The chunky tyres where pushed onto the wheels, then weathered using a combination of the AMMO washes and various earth-toned pigments. Another over-spray of Tamiya Flat Earth helped blend everything together. When adding the wheels to the tyres, push the wheels into place form the back of the tyres, not the front, as the ribs that run around the outer edge of the wheels can scuff and mark the hard rubber tyres. I cut down the ribs on my wheels but they still left some noticeable marks on the back of the tyres. Better there than on the front though, where they would be far more visible.
All that remained now was the cab, although this is actually the most detailed part of the build. The main cab interior is essentially a single-part moulding to which the seat and various controls are added. The orange, blue and white levers you see on the side consoles are only represented as small stalks in the kit (about the only noticeable simplification I've found), so these were extended slightly using short lengths of styrene rod. The instrument panel and steering wheel are very well detailed and are best painted as separate parts to avoid a lot of fiddly masking. The decals for the various screens, controls and labels finish the cab off perfectly, and really add to the realism of the finished build.
Of course, the cab would look wrong if it was spotlessly clean when the outside of the tractor is filthy, so this too got some dusty weathering with pigments and enamel washes. The outer edges of the cab moulding form the rear wheel arches, so these areas were weathered in the same manner as the chassis. You may notice the shaft for the steering wheel has changed here. I managed to snap off the kit part, so had to replace it with a length of aluminium tube.
Modern tractors are designed with maximum visibility in mind, so most of the cab exterior is formed from glass panels. Luckily then, the clear parts in the kit are excellent. The black borders to the glazing are supplied in decal form but I decided the finish would be better if the borders were masked and sprayed. For the most part, this is just a case of following the moulded demarcation line around the edges of the panels, although for the complex shape around the centre of the windscreen I used the decal as a guide, tracing the shape onto masking tape.
Since the glazing would also need some weathering to blend in with the rest of the build, I decided to mask off the ark of the wipers before misting the front and rear screens with Flat Earth. I made the mistake of underestimating the sweep of the wipers and in reality, the ark of both the front and back wipers should extend further than they do here. Annoying, but not much I could do about it once the weathering was added.
With the glazing weathered up, the front and rear screens were attached to the cab along with the frames for the doors. The rear mudguards were also added at this stage, and these clip very neatly to the door frames and only require a tiny drop of cement to hold them in place.

## Provided data
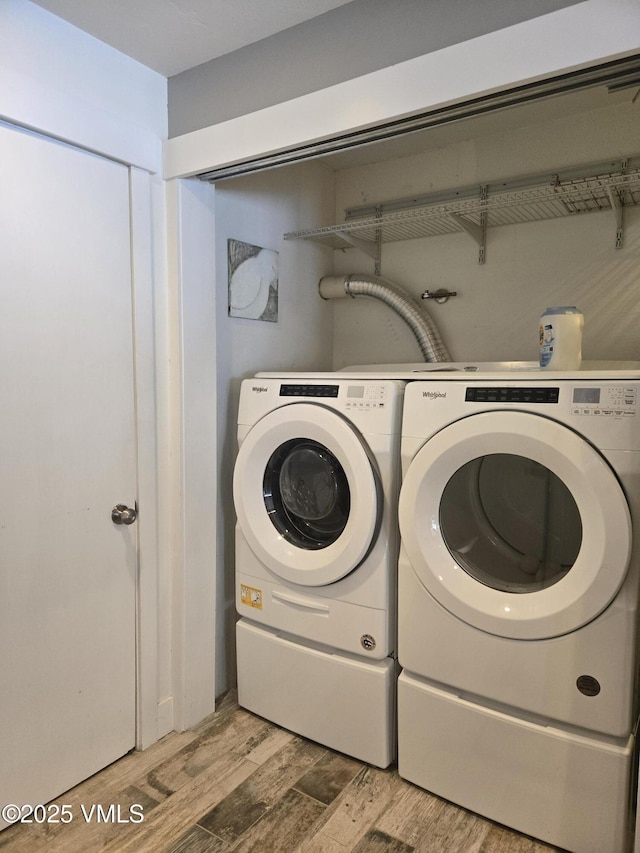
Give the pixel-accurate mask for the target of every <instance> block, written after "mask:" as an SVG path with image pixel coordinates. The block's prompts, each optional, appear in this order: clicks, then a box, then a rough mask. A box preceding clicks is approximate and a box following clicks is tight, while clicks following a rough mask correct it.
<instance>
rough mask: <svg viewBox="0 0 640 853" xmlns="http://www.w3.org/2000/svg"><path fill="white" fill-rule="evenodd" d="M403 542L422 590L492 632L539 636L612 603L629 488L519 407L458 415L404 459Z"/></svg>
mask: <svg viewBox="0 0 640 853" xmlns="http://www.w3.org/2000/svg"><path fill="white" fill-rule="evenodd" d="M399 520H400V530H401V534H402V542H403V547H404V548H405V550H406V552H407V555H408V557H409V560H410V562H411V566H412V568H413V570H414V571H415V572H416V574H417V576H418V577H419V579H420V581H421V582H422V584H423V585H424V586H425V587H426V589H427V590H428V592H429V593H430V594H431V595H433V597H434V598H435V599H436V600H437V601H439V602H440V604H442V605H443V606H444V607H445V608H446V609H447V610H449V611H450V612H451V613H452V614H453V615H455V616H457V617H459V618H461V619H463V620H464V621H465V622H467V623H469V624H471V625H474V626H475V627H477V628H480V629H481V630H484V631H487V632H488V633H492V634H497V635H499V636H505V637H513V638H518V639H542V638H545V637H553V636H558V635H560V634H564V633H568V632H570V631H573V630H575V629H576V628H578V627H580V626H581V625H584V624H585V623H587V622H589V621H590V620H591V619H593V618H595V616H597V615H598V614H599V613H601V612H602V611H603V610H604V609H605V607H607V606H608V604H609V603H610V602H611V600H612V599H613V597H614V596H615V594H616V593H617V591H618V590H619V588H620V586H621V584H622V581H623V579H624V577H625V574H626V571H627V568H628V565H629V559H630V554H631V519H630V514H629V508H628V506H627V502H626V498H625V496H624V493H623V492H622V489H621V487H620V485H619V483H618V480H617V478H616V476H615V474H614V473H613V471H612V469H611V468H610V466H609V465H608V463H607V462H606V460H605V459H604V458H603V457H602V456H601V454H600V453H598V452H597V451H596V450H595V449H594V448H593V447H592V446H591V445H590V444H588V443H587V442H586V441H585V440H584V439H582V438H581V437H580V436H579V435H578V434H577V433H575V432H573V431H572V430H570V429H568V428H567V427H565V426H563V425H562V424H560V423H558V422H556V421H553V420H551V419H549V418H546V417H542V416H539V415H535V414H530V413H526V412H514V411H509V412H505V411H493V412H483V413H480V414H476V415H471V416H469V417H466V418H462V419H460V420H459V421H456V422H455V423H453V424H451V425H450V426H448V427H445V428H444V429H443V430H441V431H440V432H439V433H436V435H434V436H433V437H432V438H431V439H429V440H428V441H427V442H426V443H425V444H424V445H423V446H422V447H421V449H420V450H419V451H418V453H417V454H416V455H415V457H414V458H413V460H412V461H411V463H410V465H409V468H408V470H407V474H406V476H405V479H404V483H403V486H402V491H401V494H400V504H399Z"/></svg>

## Task details
Could you extend the write-up on building the tractor model kit, starting right after its last sentence?

## Solved problem
The roof simply drops into place on the completed cab and is finished off with the cluster of spotlights. These are really nice details, with the moulded LED lights clearly visible behind the clear lenses.
The final parts to finish off the build are the two large glass doors. These feature an inner frame that I thought might be tricky to install. As it turned out this was a very simple step, with the ends of the frame being held in place by the hinges and handles on the outside of the door. As with the rest of the kit, the engineering here was exacting, with the parts lining up perfectly.
All that remained was to weather and install the doors, which simply clip to the side frames and remain fully poseable on the finished model. A very easy step to finish off what's been a really enjoyable build.
So, if you haven't already spotted it, I'm a huge fan of this release. The quality of the kit is up to the high standards you'd expect from Hasegawa, with a near perfect fit of parts and great levels of detail throughout the kit. I'm also glad they chose to produce the kit in 1/35 scale as I think that's the perfect size for a vehicle like this, and it'll fit in nicely with any collection of modern AFVs, despite not being a military vehicle itself. 

A walk around of the completed kit
I'm hoping that Hasegawa will continue to expand their agricultural range, along with the associated construction machinery range, and maybe move away from purely Japanese subjects and give us some international brands; a 1/35 Massey Ferguson would be fantastic.
...and a little more in detail...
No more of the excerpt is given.